EXERCISE BRIEF: Render every line of the records below as a Markdown table with the columns "Row" and "Line," numbering each row and omitting blank lines. Leave the pictures out of the table.

MATERIAL PROVIDED:
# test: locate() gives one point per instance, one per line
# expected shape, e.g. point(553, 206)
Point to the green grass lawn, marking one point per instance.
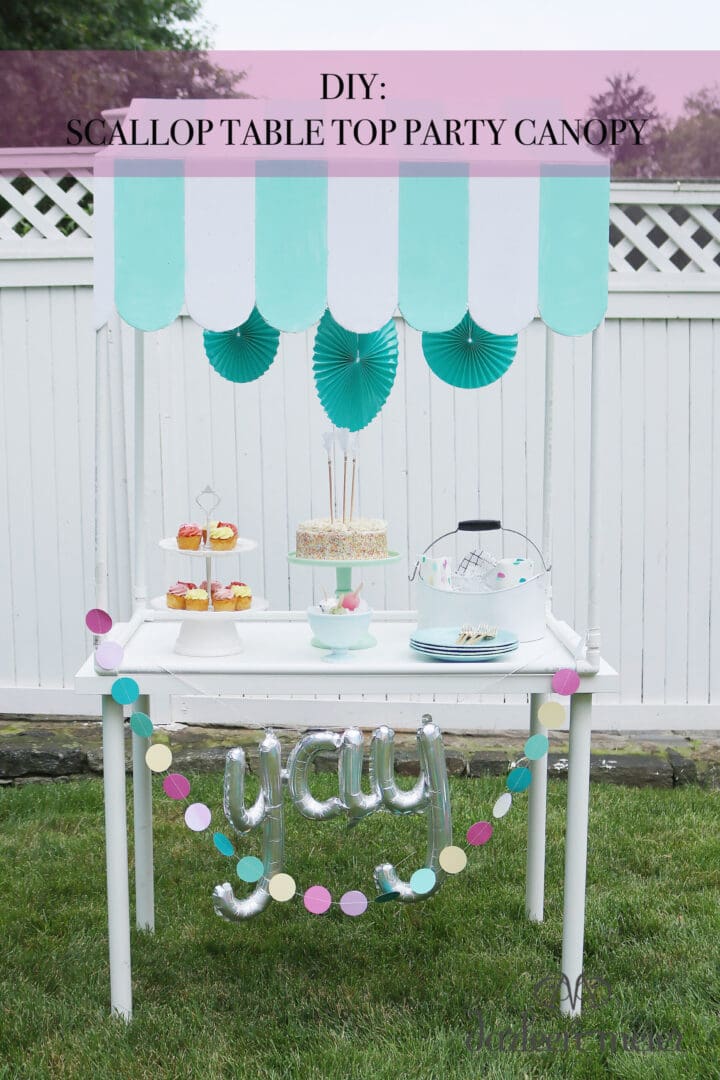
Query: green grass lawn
point(393, 994)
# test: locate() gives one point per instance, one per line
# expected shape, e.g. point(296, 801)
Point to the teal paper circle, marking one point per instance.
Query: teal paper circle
point(518, 780)
point(537, 746)
point(141, 725)
point(249, 868)
point(125, 691)
point(223, 845)
point(354, 373)
point(469, 356)
point(244, 353)
point(423, 880)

REPLY:
| Row | Line |
|---|---|
| 1 | # test: locate() gives one point per instance, one per line |
| 2 | # expected shape, e.g. point(553, 206) |
| 3 | Point to the green grass lawn, marking one point per instance. |
| 4 | Query: green grass lawn |
| 5 | point(393, 994) |
| 6 | # test: locate() gives one point per instance, one per line |
| 7 | # expected shape, e.g. point(296, 801) |
| 8 | Point to the teal paper circle, marking one point per instance. |
| 9 | Query: teal paper circle |
| 10 | point(518, 780) |
| 11 | point(537, 746) |
| 12 | point(141, 725) |
| 13 | point(249, 868) |
| 14 | point(125, 691) |
| 15 | point(223, 845) |
| 16 | point(354, 373) |
| 17 | point(469, 356) |
| 18 | point(244, 353) |
| 19 | point(423, 880) |